■ Exercise tasks
1. Translate this sentence from the article on testing miracles into Spanish: "Discernment lets us reject what is false without throwing away what is true."
2. Turn the paragraph of the article on testing miracles that opens with "In contrast, false testimonies" into a short bulleted list that keeps its main points.
3. Write out the part of the article on testing miracles that begins at the words "The Glory Test: Who" and stops after "a red flag.".

■ Supplied passage
▶
Testing Miracles and Testimonies in an Age of Hype While Still Believing God Works

Testing Miracles and Testimonies in an Age of Hype While Still Believing God Works

The African church is full of life, faith, and real moves of God. It’s also full of noise. Charlatans, staged “deliverances,” arranged testimonies, and lying witnesses have made many believers cynical. Cynicism is not discernment. Discernment lets us reject what is false without throwing away what is true. The Bible commands both: 1 John 4:1 “Test the spirits…”, and John 10:37 “If I am not doing the works of my Father, then do not believe me.” We can test and still believe. 

The Glory Test: Who Is Being Exalted?

True miracles always point to Christ, not the minister. John 16:14 says the Spirit will glorify Jesus. In Acts 3:12-13, Peter heals a lame man but immediately says, “Why do you stare at us… as if by our own power we made him walk? The God of Abraham… has glorified His servant Jesus.” The focus shifts from man to God. Logic is simple: if the story ends with people worshipping the preacher’s anointing, his shoe, his water, or his picture, the center has moved. That’s a red flag. 

In contrast, false testimonies often build a personality cult. Phrases like “my father in the Lord commanded it and it obeyed” can subtly shift faith from God to the man. That’s how preachers become “untouchable.” When questions are treated as rebellion instead of 1 Thess 5:21 testing, the system is protecting a man, not the truth. Biblically, even Paul refused worship Acts 14:14-15 and told people to imitate Christ, not him 1 Cor 11:1.

But pointing to Christ doesn’t mean repeating “Jesus” 20 times in 2 minutes. A testimony can be short and still God-centered. The test is the after-effect. Do hearers leave saying “God is faithful” or “This man is powerful”? One builds faith in God. The other builds dependence on a man. In Africa’s honor culture, we must be extra careful not to confuse respect for a servant with worship of the servant.

So test the glory. If Christ is magnified, believe God can do it again. If the man is magnified, apply brakes and test further. Believing God works doesn’t mean believing every claim about God.

The Scripture Test: Does It Fit God’s Character & Word?

Isaiah 8:20 says, “To the law and to the testimony! If they do not speak according to this word, there is no light in them.” God never contradicts Himself. He won’t “bless” fraud, polygamy, or occult practices and call it a miracle. Logic helps here: God’s nature is consistent. Malachi 3:6 “I the Lord do not change.” So any “miracle” that requires sin, deception, or denial of Christ fails the test immediately.

The Bible also shows the scope of God’s power. Charlatans limit God by saying “God doesn’t do X anymore.” Skeptics limit God by saying “God only heals people, not cars.” Both are wrong. Scripture shows God caring for physical things: floating axe heads 2 Kings 6:6, coins in a fish Matt 17:27, Peter’s boat Luke 5:6. God made physics, He can suspend it. So “Jesus didn’t heal machines” is not a biblical argument. It’s a man-made boundary.

However, just because God can do something doesn’t mean He did it. That’s where logic + Scripture help. Deuteronomy 18:22 gives a test for prophets: “If what a prophet proclaims… does not take place… that is a message the Lord has not spoken.” Repeated failed prophecies, fake healings, or testimonies that collapse under basic facts are not “mysteries of faith.” They are lies. God is not the author of confusion 1 Cor 14:33.
◀
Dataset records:
▶
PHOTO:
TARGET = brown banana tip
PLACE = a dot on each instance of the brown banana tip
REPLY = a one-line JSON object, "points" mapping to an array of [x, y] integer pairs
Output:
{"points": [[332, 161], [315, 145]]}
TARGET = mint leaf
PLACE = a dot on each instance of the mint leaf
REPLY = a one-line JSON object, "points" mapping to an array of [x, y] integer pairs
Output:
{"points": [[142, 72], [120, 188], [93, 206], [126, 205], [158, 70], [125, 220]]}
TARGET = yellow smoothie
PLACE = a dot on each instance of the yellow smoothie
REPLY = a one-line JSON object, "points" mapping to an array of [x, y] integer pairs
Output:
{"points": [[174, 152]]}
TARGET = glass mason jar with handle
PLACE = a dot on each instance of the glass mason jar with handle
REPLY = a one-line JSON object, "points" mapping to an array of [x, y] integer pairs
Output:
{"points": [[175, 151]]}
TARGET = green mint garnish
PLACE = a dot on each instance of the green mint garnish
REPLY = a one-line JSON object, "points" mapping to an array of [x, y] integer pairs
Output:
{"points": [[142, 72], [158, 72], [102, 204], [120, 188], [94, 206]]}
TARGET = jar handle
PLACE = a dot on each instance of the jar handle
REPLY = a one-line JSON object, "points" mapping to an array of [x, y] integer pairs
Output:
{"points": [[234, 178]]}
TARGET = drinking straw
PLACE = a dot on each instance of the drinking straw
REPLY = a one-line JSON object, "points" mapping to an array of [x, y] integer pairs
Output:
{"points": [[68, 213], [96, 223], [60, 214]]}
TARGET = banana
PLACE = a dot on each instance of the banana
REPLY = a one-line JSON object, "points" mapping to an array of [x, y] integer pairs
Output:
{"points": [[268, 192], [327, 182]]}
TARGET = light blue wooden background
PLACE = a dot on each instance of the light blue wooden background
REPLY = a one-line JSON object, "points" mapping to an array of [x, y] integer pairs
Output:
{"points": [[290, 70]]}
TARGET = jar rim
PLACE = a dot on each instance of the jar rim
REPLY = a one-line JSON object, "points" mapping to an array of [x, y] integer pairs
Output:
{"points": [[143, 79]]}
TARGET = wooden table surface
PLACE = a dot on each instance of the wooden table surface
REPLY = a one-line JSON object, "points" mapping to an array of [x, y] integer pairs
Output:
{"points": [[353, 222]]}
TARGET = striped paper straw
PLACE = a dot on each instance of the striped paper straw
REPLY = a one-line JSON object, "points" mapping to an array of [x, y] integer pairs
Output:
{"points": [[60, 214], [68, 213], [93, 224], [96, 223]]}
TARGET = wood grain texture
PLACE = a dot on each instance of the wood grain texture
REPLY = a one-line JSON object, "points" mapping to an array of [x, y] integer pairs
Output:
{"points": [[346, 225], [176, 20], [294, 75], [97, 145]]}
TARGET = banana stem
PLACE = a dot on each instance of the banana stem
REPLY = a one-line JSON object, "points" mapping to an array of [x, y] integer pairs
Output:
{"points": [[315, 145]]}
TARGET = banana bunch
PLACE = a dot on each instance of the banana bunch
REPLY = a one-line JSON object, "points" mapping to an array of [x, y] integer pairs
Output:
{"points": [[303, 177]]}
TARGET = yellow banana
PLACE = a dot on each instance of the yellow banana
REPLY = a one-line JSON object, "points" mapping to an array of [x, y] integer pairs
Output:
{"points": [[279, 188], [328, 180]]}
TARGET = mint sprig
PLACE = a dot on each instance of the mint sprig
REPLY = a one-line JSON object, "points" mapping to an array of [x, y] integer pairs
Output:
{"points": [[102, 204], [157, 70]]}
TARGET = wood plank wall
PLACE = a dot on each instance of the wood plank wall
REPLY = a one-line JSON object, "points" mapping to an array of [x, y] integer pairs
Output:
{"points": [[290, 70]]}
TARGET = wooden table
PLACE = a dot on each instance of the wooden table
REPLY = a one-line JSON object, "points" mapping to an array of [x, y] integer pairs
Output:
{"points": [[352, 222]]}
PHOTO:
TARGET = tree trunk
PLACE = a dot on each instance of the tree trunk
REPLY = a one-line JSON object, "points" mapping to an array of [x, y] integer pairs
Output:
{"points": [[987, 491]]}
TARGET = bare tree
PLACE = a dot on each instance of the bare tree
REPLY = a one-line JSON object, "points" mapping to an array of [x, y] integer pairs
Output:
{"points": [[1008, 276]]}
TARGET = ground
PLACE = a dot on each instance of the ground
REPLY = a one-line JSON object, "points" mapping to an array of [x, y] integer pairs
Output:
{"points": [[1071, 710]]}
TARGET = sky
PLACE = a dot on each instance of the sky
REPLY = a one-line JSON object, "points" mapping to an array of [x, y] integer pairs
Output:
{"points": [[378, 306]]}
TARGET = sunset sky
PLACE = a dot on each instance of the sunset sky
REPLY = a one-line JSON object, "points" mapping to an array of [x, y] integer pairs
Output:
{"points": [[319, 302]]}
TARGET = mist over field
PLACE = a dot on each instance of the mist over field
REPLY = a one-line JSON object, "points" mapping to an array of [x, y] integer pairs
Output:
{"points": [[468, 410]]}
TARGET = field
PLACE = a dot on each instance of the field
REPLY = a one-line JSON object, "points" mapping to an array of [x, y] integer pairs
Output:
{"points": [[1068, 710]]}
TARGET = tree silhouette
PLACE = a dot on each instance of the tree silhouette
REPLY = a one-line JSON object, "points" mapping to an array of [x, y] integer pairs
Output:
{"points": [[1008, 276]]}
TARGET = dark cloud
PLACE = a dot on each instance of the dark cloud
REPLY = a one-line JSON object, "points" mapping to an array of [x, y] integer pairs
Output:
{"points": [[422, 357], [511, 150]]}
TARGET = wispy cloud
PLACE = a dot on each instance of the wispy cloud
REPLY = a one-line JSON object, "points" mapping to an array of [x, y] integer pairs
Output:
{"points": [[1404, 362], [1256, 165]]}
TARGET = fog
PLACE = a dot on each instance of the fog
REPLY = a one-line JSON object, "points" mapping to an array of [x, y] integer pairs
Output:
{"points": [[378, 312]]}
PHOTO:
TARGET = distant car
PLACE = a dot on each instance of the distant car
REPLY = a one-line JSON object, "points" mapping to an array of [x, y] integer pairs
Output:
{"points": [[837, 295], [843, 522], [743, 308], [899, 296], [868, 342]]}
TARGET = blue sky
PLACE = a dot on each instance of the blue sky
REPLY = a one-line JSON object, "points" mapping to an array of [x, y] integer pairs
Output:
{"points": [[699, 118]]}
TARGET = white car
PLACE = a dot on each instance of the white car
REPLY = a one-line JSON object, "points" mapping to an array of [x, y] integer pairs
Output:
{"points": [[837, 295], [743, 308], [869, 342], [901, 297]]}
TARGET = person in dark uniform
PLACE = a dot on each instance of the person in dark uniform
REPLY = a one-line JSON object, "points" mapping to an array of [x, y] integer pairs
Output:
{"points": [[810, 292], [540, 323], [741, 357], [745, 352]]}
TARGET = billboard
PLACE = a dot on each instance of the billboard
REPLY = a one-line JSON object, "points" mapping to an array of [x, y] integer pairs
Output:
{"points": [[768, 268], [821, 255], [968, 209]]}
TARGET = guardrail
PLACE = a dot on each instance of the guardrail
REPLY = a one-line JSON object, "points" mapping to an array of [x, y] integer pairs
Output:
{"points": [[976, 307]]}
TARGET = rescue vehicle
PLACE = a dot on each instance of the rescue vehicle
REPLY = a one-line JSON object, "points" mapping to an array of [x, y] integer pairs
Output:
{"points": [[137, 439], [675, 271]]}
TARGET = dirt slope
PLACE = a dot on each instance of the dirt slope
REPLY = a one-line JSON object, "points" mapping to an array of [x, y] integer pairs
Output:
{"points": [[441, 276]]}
◀
■ Answers to each task
1. El discernimiento nos permite rechazar lo falso sin desechar lo verdadero.

2.
- False testimonies often build a personality cult.
- Phrases like "my father in the Lord commanded it and it obeyed" can quietly move faith from God to the man.
- This is how preachers become "untouchable."
- When questions are treated as rebellion instead of as the testing of 1 Thess 5:21, the system is protecting a man, not the truth.
- Paul refused worship (Acts 14:14-15) and told people to imitate Christ, not him (1 Cor 11:1).

3.
The Glory Test: Who Is Being Exalted?

True miracles always point to Christ, not the minister. John 16:14 says the Spirit will glorify Jesus. In Acts 3:12-13, Peter heals a lame man but immediately says, “Why do you stare at us… as if by our own power we made him walk? The God of Abraham… has glorified His servant Jesus.” The focus shifts from man to God. Logic is simple: if the story ends with people worshipping the preacher’s anointing, his shoe, his water, or his picture, the center has moved. That’s a red flag.